=== Material for this exercise ===

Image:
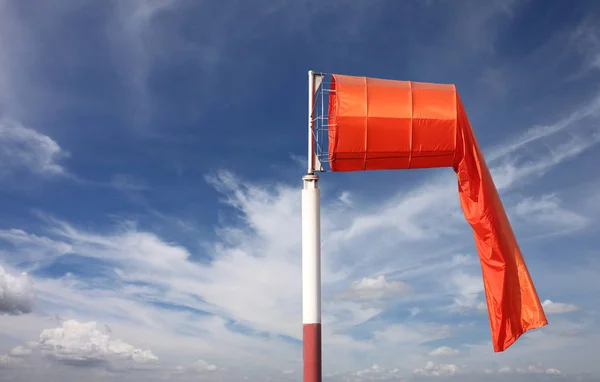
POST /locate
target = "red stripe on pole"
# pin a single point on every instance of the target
(312, 352)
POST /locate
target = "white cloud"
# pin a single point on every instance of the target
(203, 366)
(551, 307)
(7, 361)
(83, 343)
(444, 351)
(22, 148)
(376, 373)
(547, 210)
(437, 370)
(377, 288)
(467, 290)
(16, 293)
(20, 351)
(252, 281)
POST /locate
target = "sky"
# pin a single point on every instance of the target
(151, 155)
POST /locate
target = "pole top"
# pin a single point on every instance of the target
(310, 177)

===

◆ Stated exercise
Update the lines above by replacing "white cloud" with "cloud" and keeping everything else the same. Leave the pictures out of your answer.

◆ Written response
Image:
POST /locate
target = "red stripe on pole"
# pin a single point on every instance of the target
(312, 352)
POST /locate
target = "cloud"
# pin a single point on every instance of the target
(203, 366)
(551, 307)
(7, 361)
(83, 343)
(444, 351)
(22, 148)
(376, 373)
(547, 210)
(437, 370)
(377, 288)
(467, 290)
(16, 293)
(20, 351)
(252, 281)
POST /locate
target = "sky"
# pin a single point on every instance of the target
(151, 155)
POST /locate
target = "pole top"
# pin a single point on every instance of the target
(310, 177)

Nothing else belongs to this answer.